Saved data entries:
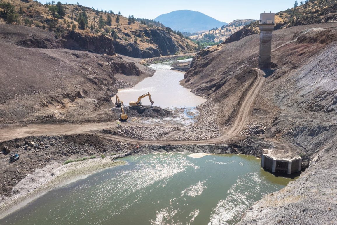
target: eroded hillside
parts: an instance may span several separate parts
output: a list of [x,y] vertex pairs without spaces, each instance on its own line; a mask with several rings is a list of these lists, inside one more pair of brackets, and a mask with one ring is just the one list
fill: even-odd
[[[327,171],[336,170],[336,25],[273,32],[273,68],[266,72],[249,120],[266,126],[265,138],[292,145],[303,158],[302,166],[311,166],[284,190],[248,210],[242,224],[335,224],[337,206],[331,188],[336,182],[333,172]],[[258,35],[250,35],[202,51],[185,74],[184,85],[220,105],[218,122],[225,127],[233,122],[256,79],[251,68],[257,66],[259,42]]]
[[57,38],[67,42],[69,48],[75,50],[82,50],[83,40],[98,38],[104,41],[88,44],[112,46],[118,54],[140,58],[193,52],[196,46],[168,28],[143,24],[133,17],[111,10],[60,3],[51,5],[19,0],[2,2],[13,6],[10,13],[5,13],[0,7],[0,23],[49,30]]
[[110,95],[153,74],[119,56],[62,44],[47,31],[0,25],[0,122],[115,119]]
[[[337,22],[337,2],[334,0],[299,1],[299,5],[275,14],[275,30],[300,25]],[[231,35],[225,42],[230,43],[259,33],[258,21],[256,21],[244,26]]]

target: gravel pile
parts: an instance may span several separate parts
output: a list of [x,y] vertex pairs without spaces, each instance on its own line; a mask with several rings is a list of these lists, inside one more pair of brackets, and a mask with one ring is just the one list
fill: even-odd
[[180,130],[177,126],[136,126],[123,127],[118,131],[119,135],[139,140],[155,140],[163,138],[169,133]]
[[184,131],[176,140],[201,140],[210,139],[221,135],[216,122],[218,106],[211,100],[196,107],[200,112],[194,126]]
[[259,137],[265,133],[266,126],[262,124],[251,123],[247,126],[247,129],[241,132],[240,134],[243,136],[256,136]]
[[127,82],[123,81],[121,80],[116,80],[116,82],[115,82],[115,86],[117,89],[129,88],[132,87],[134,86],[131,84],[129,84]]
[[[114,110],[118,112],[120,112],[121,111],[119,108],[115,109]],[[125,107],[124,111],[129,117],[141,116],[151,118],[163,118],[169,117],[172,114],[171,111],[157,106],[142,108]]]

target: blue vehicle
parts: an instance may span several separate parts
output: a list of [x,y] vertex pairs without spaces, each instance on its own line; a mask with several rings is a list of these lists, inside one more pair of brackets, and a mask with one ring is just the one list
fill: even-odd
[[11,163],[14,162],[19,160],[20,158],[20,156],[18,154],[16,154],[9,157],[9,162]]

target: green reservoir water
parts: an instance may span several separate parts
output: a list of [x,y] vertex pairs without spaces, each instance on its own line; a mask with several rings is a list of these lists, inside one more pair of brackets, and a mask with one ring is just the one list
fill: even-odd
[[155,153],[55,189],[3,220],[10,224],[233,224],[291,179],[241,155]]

(REQUIRED WORK):
Update all of the material by replacing "blue vehicle" with "blue truck" wherever it occurs and leaving everything else unchanged. Omit the pictures from your answer.

(FINISHED ANSWER):
target: eroded hillside
parts: an instance may span several separate parts
output: a list of [x,y] vertex pairs without spaces, each instance on its own line; a mask with several rings is a list of these lists, inside one more pair of brackets, and a mask with one ring is just the one list
fill: even-odd
[[[327,171],[336,170],[336,25],[273,32],[273,68],[266,72],[249,120],[266,126],[265,138],[292,145],[303,158],[302,166],[311,166],[284,190],[248,210],[242,224],[335,224],[337,206],[331,188],[336,182],[333,172]],[[258,35],[250,35],[202,51],[185,74],[184,85],[220,105],[218,122],[225,127],[233,122],[256,79],[251,68],[257,66],[259,42]]]
[[57,38],[67,42],[69,48],[75,50],[82,50],[83,40],[98,38],[104,41],[88,44],[112,46],[118,54],[140,58],[193,52],[196,46],[168,28],[143,24],[133,17],[111,10],[60,3],[51,5],[19,0],[2,2],[13,6],[10,13],[5,13],[0,7],[0,23],[49,30]]
[[110,95],[153,74],[119,56],[62,44],[47,31],[0,25],[0,122],[115,119]]
[[[337,22],[337,2],[334,0],[299,1],[299,5],[275,14],[275,30],[300,25]],[[231,35],[225,42],[230,43],[259,33],[258,21],[256,21],[244,26]]]

target: gravel pile
parts: an instance may span several separate parts
output: a list of [x,y] vertex pairs without spaces, each instance on its own line; a mask with several rings is a list of these lists, inside one more pair of brackets, and a mask with one ring is just the one list
fill: even-odd
[[180,130],[177,126],[136,126],[123,127],[118,131],[119,135],[139,140],[155,140],[163,138],[169,133]]
[[184,131],[176,140],[201,140],[210,139],[221,135],[216,122],[218,106],[211,100],[196,107],[200,112],[194,126]]
[[259,137],[265,133],[266,126],[262,124],[251,123],[247,126],[247,129],[241,132],[240,134],[243,136],[256,136]]
[[127,82],[123,81],[121,80],[116,80],[116,82],[115,82],[115,86],[117,89],[129,88],[132,87],[134,86],[131,84],[129,84]]
[[[114,110],[118,112],[120,112],[121,111],[119,108],[115,109]],[[125,107],[124,111],[129,117],[141,116],[151,118],[163,118],[169,117],[172,114],[171,111],[157,106],[142,108]]]

target: blue truck
parts: an instance may span several separate parts
output: a list of [x,y] vertex pairs without spaces, each instance on its own line; a mask with several rings is a list of these lists, inside one more pair of brackets, and a mask with one ring is just the one list
fill: even-odd
[[11,163],[14,162],[19,160],[20,158],[20,156],[18,154],[16,154],[9,157],[9,162]]

target: green reservoir water
parts: an instance may span several separate parts
output: a list of [x,y] vertex pairs without spaces, each instance on its own line; a mask with several rings is a list of these lists, inside one more pair of brackets, and a mask with one ring is just the one list
fill: even-odd
[[155,153],[55,189],[3,220],[10,224],[233,224],[291,179],[241,155]]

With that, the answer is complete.